>> start Given information
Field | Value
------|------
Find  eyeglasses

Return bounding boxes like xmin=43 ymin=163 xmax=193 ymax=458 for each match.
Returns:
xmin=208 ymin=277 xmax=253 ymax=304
>> end Given information
**What is asked**
Can you recast the records above as a two-column CSV with the headers text and output, one row per record, putting each record's text and its answer in its own quoted field with any line breaks replaced by spaces?

**Expected answer**
text,output
"Field | Value ------|------ Find  eyeglasses Return bounding boxes like xmin=43 ymin=163 xmax=193 ymax=458 for each match. Returns:","xmin=208 ymin=277 xmax=253 ymax=304"